• **Extrait fourni**
+ + + + + + +

Le Québec est « certainement l’un des États fédérés les plus actifs » sur la question des changements climatiques, selon Benoit Charette, ministre de l’Environnement du Québec.

Que le ministre de l’Environnement du Québec se rende à Dubaï pour la COP28 est une excellente chose. On aime le voir impliqué sur la scène internationale.

Mais que Benoit Charette s’y livre à ce qu’il faut bien qualifier d’exercice d’autocongratulation est beaucoup plus gênant. « Ça s’explique très simplement par nos actions et nos bilans », a-t-il lancé à notre collègue Jean-Thomas Léveillé pour expliquer sa présence sur place.

Or, les « actions » et les « bilans » du Québec en matière de climat sont pour le moins mitigés.

De Dubaï, le ministre Charette a souligné que le Québec copréside l’alliance Au-delà du pétrole et du gaz, qui milite pour l’abandon graduel des combustibles fossiles. C’est vrai et c’est à saluer. Il est aussi actif dans les négociations, et c’est tant mieux.

Mais si le Québec est « certainement l’un des États fédérés les plus actifs », ce n’est pas seulement par grandeur d’âme ou parce qu’il en fait plus qu’il le devrait.

+ + + + + + +

• **Données**
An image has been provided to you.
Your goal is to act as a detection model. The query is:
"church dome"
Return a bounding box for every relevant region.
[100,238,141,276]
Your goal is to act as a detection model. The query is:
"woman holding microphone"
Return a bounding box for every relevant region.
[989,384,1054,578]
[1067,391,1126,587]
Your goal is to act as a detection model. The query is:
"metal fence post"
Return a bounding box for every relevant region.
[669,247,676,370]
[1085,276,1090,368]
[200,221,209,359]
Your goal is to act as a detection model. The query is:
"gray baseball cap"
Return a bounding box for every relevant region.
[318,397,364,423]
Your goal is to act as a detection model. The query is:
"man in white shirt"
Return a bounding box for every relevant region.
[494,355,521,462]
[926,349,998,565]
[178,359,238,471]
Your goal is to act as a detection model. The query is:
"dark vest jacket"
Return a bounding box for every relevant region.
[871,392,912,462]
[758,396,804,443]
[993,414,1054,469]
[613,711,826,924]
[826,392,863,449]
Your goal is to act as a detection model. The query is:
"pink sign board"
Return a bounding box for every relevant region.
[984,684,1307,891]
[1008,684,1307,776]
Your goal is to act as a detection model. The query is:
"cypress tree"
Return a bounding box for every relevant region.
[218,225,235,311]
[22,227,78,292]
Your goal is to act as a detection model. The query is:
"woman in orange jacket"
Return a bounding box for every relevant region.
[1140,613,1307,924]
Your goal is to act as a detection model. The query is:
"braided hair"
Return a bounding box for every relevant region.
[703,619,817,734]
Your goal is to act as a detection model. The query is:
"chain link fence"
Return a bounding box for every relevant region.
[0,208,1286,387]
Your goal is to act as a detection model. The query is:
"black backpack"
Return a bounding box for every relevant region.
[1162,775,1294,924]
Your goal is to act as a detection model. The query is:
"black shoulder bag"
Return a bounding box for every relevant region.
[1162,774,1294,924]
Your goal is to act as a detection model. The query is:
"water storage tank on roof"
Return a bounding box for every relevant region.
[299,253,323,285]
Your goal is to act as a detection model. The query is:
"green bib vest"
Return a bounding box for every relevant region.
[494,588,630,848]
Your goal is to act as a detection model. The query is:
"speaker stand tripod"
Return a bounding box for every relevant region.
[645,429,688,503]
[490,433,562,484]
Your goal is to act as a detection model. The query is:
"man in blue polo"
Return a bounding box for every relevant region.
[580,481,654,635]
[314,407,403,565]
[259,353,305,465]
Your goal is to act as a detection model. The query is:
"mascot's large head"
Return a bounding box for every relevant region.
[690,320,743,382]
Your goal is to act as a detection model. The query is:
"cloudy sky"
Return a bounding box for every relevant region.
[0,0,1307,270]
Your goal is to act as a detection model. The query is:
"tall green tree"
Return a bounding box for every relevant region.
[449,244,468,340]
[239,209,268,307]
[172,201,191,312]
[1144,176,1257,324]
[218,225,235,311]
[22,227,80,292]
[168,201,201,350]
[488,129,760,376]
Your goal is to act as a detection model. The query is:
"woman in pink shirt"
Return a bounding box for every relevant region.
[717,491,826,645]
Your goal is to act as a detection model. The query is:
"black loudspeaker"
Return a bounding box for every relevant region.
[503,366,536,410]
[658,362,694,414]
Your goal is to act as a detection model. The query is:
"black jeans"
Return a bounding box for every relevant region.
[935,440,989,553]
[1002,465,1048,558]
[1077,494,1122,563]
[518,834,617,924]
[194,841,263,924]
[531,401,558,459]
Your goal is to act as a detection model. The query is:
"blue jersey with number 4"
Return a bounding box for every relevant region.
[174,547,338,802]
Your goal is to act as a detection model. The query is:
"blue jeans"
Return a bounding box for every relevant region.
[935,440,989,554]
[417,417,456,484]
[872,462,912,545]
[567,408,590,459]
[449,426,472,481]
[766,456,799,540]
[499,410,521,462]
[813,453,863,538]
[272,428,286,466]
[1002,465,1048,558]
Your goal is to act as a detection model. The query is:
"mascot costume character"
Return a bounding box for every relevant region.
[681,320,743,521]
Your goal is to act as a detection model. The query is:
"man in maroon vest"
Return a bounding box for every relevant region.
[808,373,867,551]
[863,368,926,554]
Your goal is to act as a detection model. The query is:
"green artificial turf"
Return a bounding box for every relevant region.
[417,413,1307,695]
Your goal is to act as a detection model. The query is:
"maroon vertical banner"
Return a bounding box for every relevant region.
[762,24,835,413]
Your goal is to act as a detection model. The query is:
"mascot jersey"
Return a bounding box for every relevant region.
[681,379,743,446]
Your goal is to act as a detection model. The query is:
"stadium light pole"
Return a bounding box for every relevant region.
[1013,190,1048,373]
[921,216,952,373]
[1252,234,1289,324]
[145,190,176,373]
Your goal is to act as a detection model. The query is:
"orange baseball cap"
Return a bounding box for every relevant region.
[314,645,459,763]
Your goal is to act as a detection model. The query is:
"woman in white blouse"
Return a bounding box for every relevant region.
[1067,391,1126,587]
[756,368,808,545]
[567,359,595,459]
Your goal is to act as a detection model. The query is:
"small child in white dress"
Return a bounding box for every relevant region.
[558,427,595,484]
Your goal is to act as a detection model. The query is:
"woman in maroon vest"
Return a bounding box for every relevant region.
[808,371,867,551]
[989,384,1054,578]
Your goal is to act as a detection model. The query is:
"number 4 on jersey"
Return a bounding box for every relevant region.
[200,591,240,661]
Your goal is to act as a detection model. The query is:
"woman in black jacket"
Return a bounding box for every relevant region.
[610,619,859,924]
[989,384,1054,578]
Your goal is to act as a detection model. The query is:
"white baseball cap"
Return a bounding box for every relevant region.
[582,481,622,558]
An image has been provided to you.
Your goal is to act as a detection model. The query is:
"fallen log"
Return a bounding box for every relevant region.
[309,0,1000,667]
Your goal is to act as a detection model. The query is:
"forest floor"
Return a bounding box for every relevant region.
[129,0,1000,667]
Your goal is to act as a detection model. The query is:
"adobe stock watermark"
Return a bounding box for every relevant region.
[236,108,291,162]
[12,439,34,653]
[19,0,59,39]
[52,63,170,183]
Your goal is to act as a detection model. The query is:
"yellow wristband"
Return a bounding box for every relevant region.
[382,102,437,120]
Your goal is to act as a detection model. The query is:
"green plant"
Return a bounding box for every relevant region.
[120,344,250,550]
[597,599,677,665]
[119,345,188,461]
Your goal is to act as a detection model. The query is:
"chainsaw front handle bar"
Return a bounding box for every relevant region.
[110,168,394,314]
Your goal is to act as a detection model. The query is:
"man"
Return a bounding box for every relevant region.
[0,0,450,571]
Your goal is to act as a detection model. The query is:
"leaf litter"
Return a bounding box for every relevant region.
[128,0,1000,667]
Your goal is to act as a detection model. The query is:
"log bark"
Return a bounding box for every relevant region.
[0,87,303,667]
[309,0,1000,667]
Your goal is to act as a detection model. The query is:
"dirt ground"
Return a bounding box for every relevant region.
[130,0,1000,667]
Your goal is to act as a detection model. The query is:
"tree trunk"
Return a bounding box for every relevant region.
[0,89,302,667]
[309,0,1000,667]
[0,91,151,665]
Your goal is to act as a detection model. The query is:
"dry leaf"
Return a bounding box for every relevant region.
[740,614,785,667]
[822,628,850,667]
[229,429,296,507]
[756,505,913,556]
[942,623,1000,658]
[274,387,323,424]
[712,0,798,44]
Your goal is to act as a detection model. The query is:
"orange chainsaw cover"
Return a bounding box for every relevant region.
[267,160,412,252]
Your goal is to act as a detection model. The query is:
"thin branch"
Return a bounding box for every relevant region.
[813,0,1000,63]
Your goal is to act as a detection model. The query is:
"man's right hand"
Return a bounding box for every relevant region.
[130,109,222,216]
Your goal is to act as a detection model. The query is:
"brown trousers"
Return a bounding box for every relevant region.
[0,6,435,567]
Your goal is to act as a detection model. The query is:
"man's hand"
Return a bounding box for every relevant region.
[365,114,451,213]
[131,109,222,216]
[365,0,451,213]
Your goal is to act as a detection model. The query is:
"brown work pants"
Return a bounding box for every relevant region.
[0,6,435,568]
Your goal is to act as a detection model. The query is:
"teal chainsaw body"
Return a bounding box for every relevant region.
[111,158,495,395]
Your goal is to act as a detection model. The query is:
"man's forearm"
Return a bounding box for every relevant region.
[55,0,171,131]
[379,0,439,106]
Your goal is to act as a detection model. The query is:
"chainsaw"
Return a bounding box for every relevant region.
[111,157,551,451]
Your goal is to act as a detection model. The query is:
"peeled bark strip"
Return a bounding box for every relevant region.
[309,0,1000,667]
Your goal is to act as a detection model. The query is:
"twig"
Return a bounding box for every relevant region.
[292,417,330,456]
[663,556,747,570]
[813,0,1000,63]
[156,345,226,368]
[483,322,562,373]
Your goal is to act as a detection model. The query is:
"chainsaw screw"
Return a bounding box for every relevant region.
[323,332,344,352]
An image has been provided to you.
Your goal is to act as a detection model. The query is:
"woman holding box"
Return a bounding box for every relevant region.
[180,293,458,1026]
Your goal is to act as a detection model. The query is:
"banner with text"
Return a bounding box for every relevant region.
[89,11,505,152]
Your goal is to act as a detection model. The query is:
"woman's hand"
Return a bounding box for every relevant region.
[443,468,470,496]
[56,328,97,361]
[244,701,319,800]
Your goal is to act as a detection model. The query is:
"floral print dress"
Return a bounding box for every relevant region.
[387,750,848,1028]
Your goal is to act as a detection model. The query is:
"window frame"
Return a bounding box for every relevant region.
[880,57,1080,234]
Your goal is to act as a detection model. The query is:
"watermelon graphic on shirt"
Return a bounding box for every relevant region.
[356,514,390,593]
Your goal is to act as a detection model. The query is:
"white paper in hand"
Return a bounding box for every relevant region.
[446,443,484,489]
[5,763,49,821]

+ + + + + + +

• **Énoncé 1**
D'après l'extrait fourni, quelle alliance le Québec copréside-t-il ?
• **Énoncé 2**
Ajoutez 15 à chaque nombre des coordonnées de boîtes figurant dans les réponses, puis redonnez, s'il vous plaît, toutes les lignes des données depuis la première jusqu'à celle qui contient « [100,238,141,276] », ces deux lignes comprises. Ne reproduisez que ce passage.

• **Solution 1**
Le Québec copréside l'alliance Au-delà du pétrole et du gaz.

• **Solution 2**
An image has been provided to you.
Your goal is to act as a detection model. The query is:
"church dome"
Return a bounding box for every relevant region.
[115,253,156,291]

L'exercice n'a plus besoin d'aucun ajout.